→ GIVEN DATA
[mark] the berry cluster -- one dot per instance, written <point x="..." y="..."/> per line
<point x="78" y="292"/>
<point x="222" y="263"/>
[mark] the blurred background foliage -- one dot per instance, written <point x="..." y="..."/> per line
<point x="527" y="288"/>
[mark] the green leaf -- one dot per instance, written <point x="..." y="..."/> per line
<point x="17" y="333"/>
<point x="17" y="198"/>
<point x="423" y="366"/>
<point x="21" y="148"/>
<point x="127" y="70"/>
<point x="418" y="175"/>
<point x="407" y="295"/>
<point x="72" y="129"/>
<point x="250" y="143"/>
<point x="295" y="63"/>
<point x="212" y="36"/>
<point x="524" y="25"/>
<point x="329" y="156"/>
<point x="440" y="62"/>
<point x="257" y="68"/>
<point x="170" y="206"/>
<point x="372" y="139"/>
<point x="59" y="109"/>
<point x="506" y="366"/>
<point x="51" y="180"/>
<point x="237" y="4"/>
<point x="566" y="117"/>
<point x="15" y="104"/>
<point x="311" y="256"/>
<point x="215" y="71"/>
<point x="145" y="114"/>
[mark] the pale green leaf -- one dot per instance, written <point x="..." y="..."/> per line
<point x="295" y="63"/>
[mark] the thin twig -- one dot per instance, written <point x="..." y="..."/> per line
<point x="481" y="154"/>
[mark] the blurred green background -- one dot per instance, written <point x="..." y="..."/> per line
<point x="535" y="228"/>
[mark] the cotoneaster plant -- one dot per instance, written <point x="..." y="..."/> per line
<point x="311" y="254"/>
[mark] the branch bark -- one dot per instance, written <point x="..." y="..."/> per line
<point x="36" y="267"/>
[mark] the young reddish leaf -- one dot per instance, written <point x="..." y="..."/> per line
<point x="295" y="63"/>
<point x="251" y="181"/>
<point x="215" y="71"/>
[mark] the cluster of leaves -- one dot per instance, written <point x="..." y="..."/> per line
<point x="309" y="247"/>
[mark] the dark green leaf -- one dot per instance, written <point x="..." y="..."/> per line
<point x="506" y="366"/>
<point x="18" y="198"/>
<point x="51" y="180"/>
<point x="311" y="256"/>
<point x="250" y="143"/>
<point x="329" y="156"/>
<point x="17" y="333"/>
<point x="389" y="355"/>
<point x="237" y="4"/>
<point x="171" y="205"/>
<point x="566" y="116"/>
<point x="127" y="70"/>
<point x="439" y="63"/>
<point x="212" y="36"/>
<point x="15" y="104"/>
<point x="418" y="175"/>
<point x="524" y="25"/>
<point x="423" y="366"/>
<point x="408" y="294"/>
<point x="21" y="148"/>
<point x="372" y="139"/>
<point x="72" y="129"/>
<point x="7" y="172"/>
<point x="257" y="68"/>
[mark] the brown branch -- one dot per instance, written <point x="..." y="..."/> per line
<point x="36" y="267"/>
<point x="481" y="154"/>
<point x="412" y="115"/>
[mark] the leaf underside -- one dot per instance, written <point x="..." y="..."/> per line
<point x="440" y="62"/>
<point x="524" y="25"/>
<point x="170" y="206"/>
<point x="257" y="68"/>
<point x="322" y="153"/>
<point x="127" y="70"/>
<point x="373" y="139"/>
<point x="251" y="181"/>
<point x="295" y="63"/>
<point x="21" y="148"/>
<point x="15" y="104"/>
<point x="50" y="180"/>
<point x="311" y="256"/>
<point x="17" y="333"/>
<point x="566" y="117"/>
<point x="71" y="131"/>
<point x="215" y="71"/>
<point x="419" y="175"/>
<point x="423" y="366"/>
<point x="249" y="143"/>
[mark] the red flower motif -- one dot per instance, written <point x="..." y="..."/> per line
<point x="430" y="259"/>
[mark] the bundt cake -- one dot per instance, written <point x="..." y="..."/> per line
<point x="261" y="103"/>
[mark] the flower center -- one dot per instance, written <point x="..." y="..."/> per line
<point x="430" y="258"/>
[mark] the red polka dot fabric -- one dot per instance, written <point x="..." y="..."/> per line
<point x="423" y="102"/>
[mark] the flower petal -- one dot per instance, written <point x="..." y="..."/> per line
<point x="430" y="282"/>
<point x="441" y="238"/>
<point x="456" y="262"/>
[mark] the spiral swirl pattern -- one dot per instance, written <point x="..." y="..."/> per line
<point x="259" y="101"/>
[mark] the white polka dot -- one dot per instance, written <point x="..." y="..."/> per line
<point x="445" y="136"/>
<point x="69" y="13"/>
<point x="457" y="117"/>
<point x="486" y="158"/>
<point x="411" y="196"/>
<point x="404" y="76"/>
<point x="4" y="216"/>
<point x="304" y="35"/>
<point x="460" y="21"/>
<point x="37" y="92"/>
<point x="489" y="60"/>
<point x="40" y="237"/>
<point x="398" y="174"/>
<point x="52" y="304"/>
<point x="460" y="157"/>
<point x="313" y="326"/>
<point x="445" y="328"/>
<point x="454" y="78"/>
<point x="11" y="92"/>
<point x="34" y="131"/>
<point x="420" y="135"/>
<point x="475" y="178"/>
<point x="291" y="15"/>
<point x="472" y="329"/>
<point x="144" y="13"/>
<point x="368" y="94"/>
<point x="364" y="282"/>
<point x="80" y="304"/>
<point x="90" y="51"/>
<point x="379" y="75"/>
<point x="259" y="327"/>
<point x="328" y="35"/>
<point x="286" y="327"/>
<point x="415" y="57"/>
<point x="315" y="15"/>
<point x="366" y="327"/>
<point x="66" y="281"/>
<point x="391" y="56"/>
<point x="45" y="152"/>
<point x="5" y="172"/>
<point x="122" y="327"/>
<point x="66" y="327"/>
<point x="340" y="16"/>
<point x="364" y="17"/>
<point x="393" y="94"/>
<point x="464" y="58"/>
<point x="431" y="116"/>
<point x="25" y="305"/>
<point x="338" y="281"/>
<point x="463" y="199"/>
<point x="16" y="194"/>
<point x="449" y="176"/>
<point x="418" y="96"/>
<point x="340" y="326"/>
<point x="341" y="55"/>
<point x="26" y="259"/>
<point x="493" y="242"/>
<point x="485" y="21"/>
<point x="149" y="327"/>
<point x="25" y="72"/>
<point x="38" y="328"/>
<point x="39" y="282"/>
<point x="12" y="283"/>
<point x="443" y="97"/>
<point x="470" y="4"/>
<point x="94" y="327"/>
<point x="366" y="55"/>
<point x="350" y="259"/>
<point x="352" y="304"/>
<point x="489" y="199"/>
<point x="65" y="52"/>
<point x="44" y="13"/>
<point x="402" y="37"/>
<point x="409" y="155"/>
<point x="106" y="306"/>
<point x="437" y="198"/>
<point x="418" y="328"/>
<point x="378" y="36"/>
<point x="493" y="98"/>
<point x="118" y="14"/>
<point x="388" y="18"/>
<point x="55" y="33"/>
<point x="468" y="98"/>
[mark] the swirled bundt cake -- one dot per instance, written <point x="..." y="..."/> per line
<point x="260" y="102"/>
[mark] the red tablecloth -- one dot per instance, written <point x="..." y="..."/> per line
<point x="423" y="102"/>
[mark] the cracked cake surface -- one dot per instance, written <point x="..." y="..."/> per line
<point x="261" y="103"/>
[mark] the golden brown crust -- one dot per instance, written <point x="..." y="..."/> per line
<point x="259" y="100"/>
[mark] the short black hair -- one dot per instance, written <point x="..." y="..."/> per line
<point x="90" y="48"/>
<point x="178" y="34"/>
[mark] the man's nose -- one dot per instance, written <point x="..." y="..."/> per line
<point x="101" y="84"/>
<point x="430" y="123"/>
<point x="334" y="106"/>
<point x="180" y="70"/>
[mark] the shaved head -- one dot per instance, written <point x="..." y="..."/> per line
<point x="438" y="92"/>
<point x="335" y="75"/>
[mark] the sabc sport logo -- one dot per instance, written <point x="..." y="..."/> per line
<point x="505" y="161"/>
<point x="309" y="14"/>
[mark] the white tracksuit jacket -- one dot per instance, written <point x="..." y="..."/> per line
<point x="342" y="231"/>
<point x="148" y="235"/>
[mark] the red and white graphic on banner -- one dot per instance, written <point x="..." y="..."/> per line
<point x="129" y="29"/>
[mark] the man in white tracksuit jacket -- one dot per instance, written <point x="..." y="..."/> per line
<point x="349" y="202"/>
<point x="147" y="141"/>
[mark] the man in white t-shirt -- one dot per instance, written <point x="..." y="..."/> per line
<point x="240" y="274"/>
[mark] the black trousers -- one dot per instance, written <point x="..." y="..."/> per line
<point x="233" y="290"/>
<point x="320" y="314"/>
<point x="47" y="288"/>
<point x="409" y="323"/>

→ WRITTEN REQUEST
Return everything from the line containing "[mark] the black" down to the end of the material above, with each line reproduced exactly.

→ SOLUTION FOR THIS TASK
[mark] the black trousers -- one dot per instance, written <point x="..." y="..."/> per line
<point x="233" y="290"/>
<point x="320" y="314"/>
<point x="47" y="288"/>
<point x="409" y="323"/>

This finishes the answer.